# [Task to complete]
Repeat the listing below line for line, changing nothing.

# [Extracted data entries]
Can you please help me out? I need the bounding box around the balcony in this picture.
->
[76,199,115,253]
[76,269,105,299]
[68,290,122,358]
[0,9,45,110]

# [Exercise result]
Can you please help me out? I need the bounding box around the balcony in this picture.
->
[76,199,115,253]
[76,269,105,299]
[68,290,122,358]
[0,9,45,110]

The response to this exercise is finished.